§ Work to complete:
Find "Would you kindly locate the pink" in the records that follow; print that line and each subsequent line through the last one, verbatim and with nothing added.

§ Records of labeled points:
-- Begin --

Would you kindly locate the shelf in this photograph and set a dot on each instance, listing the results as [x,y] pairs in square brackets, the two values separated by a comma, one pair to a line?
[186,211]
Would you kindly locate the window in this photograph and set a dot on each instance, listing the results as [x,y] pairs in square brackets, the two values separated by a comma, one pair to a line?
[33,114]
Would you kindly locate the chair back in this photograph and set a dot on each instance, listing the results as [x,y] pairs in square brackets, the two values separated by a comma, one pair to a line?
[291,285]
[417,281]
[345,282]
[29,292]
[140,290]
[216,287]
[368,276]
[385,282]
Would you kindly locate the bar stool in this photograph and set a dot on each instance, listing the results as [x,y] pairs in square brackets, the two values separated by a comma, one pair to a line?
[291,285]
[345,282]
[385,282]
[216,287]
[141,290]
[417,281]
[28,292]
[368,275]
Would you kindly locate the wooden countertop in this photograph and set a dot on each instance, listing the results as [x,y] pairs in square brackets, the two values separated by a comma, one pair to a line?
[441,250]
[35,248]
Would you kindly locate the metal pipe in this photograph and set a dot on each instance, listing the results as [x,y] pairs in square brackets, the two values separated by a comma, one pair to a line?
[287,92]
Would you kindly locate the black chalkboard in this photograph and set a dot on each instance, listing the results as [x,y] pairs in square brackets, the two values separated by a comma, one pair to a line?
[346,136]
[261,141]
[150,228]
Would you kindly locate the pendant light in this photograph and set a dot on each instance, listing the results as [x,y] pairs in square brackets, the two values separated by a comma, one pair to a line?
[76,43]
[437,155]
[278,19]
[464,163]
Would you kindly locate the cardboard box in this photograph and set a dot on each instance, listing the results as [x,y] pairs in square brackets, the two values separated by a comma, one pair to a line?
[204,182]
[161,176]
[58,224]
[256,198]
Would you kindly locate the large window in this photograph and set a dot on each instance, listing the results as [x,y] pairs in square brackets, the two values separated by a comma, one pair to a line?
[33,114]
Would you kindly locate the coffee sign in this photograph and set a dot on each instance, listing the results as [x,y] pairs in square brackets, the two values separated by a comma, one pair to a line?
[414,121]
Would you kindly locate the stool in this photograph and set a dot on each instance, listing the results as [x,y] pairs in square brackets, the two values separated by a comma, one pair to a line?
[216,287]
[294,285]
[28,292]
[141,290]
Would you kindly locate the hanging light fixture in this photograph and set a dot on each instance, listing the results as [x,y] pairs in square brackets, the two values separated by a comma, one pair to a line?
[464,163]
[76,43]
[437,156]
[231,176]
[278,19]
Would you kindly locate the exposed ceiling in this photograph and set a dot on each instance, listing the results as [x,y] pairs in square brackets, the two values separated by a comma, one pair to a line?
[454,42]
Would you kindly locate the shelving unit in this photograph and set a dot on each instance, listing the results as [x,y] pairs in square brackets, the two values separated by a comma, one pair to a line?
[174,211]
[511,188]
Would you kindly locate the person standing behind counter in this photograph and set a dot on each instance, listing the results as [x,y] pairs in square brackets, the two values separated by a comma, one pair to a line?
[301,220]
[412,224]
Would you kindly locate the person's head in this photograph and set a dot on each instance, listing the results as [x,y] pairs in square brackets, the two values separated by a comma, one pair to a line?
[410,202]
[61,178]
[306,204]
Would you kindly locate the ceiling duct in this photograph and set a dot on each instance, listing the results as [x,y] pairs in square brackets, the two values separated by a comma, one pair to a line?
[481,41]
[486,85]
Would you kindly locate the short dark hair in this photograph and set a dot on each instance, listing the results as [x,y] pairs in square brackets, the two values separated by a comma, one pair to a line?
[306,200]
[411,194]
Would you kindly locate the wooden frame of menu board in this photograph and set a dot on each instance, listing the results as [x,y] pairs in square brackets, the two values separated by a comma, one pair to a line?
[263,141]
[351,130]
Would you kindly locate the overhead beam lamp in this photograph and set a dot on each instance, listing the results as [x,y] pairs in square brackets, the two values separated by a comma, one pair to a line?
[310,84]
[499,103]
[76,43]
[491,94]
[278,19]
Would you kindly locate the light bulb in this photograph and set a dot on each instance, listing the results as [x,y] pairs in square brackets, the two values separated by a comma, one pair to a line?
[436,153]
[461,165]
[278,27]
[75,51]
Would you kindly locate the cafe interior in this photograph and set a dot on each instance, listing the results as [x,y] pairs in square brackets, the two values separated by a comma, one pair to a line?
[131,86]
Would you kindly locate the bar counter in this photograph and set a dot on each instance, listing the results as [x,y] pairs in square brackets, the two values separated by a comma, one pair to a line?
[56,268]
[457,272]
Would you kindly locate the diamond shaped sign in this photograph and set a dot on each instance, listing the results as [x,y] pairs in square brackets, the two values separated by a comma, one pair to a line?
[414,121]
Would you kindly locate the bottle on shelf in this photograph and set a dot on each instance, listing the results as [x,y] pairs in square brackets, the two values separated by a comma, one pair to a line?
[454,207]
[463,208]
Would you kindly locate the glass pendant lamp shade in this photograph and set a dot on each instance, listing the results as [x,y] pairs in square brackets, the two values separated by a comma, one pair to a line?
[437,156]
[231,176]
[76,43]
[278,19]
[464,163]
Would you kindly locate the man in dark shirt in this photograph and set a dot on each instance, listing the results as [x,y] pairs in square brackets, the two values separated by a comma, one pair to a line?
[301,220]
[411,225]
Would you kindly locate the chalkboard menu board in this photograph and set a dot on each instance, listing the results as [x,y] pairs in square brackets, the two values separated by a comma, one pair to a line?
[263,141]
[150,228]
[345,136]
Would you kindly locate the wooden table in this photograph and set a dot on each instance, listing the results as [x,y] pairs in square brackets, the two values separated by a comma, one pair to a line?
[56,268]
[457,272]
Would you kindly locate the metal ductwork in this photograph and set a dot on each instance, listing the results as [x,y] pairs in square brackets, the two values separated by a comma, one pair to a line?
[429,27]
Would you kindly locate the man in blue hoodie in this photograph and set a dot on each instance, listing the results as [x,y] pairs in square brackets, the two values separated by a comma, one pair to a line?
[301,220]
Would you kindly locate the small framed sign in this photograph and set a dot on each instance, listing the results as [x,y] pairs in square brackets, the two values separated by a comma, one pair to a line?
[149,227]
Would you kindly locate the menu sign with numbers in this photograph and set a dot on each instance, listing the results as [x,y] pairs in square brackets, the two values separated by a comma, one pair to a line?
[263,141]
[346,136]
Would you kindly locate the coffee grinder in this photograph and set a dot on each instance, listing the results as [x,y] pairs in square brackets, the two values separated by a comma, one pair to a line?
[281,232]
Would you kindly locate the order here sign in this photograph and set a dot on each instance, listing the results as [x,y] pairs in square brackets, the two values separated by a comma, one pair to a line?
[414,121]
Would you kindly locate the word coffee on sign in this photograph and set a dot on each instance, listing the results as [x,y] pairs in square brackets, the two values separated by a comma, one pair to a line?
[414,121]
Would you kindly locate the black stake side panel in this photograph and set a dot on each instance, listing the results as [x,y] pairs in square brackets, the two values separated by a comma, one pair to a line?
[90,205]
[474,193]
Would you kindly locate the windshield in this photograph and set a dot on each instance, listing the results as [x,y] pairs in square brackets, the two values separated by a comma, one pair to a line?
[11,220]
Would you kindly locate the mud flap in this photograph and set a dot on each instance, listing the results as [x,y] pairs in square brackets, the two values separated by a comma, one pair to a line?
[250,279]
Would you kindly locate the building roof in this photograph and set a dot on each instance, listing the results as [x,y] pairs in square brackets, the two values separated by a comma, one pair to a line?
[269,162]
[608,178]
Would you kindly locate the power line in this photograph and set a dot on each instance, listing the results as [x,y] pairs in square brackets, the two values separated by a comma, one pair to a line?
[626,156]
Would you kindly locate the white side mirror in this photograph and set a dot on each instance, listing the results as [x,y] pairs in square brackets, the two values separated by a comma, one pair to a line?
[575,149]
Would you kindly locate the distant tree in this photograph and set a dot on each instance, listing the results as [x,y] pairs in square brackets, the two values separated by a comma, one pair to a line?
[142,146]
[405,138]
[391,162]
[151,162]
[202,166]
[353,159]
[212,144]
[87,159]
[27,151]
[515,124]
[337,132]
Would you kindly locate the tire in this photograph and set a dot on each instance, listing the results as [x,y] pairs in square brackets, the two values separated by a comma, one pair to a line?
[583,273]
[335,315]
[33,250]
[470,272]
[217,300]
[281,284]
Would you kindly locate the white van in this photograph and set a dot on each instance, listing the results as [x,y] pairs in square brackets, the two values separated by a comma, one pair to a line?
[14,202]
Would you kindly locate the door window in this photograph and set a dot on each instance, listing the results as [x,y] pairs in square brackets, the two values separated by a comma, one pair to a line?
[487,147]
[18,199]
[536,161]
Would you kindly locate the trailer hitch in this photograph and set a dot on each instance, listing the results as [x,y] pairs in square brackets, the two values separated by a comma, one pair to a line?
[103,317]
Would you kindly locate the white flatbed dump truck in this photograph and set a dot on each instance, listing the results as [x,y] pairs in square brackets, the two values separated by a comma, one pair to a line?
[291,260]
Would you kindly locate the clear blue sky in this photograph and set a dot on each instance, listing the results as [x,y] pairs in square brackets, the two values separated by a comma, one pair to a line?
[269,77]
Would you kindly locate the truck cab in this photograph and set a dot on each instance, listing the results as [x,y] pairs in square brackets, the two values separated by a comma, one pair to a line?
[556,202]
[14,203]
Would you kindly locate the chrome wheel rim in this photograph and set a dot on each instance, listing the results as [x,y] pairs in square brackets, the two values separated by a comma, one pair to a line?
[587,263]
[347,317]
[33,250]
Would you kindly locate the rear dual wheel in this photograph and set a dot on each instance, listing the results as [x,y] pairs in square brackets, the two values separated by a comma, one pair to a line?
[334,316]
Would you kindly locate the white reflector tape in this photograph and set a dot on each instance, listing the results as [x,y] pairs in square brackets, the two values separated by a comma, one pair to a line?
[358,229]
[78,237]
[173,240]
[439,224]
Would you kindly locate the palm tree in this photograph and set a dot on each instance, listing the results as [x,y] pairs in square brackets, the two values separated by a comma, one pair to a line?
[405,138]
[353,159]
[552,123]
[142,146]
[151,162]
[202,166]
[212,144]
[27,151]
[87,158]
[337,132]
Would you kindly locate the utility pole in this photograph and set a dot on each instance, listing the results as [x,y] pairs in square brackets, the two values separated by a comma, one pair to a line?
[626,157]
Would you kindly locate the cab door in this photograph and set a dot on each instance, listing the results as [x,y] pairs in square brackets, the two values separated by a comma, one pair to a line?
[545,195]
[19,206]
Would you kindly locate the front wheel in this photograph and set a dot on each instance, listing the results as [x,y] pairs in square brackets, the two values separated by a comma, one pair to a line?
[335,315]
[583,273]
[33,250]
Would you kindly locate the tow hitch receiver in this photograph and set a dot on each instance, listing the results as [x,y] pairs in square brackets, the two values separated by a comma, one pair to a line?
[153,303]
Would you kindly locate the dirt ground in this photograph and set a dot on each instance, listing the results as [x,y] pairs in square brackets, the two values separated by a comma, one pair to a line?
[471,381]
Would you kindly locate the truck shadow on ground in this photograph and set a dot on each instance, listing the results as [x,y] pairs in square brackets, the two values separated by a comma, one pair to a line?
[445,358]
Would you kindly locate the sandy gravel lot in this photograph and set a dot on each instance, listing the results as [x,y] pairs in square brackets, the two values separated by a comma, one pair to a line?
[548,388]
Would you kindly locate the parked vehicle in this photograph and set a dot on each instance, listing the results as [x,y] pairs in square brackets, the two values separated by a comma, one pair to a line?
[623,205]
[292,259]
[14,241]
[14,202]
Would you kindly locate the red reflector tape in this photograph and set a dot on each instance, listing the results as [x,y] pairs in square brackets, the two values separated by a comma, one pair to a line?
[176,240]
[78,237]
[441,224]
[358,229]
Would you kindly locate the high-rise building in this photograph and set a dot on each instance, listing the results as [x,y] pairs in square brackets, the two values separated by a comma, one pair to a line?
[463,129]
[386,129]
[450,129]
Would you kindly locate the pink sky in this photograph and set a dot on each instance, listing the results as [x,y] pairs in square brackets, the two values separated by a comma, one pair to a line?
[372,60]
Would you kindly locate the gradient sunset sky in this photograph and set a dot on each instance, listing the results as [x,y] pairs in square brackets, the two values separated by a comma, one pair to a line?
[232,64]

-- End --

§ Expected answer:
Would you kindly locate the pink sky in this photograph and set a dot on each instance, listing the results as [x,y] pairs in square brackets, the two values separated by a comma, one pair to a line?
[372,60]
Would you kindly locate the gradient sunset sky in this photograph and set a dot on each instance, listing the results as [x,y] pairs in square brackets, the two values separated by a comma, one pair to a line?
[232,64]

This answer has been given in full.